Work to do »
According to the passage below on residential block insurance, what problem linked to claims inflation has now ended?

#### Passage shown

Background
The insurance market for residential blocks has been difficult and more expensive than historically in recent years. This is largely through better knowledge of the fire risk presented by unsafe cladding and other building defects, which has impacted the residential sector in the round.
Increased weather and escape of water losses are also a feature, as well as “claims inflation” due to the increased cost of materials and shortages of labour. This last feature also led to much higher inflation indexation to sums insured (a problem which has now fortunately ended).
Your landlord is acutely aware that many homeowners have faced higher insurance bills.
Last year however we managed to achieve savings on many (but not all) of our buildings. There were several reasons for this:
What is your plan for the 2026 renewal?
We regularly tender our whole portfolio to all insurers potentially capable and suitable to underwrite the risk. Last year several insurers produced price indications, but none was prepared to undercut our existing insurers.

########
#### Given data

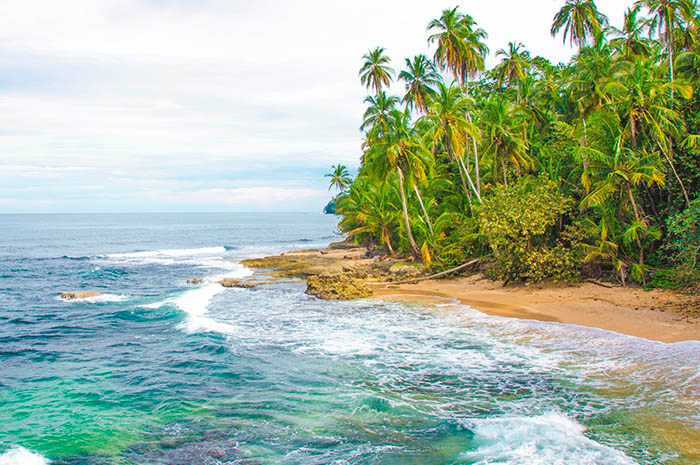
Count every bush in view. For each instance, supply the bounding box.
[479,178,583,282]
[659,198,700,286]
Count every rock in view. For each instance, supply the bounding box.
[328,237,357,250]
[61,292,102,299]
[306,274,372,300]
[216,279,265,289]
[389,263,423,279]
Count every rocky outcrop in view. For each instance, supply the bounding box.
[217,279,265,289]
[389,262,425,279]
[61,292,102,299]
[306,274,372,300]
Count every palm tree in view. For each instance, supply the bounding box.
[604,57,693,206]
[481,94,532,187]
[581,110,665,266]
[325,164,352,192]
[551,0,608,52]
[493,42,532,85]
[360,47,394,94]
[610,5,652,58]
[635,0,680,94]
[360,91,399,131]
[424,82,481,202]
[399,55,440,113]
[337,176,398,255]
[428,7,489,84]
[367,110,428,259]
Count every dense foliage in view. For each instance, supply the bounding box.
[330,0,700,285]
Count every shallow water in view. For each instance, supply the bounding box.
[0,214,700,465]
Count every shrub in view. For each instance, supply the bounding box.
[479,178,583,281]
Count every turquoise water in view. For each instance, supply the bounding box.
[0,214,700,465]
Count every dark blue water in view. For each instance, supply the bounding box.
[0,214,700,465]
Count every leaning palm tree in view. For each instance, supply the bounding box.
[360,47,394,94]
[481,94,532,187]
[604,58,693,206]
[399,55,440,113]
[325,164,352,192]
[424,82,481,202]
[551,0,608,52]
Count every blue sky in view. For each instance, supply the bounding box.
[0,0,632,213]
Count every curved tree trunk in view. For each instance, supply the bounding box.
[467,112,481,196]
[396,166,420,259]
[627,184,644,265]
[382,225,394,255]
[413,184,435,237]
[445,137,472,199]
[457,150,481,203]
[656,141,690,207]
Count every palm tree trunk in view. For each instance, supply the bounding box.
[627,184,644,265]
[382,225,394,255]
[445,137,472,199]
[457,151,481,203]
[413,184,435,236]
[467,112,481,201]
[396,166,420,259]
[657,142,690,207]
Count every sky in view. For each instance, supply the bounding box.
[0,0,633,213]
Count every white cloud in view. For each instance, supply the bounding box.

########
#### Given data

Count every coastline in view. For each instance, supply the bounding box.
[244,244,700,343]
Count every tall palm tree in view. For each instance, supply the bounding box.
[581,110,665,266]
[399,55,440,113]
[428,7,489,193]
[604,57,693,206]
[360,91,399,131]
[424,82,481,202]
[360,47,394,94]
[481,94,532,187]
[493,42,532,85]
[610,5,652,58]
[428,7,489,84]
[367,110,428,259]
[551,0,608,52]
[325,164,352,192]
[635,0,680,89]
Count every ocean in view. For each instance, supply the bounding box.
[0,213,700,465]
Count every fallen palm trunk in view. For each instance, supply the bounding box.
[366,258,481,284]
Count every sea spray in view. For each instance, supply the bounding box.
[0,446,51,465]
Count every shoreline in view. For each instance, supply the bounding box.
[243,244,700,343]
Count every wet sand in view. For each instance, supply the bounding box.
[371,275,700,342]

########
#### Given data

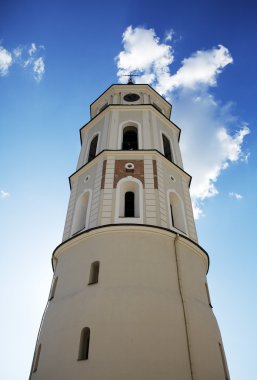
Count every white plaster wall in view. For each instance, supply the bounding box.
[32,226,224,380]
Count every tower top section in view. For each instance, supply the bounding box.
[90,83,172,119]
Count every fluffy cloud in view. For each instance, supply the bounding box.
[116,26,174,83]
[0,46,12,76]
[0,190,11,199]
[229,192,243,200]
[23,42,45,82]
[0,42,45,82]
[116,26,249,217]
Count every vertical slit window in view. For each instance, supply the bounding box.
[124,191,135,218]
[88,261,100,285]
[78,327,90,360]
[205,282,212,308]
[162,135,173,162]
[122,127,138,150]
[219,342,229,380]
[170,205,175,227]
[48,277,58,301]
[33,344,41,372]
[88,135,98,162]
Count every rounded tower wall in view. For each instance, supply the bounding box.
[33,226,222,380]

########

Solution »
The much higher inflation indexation to sums insured.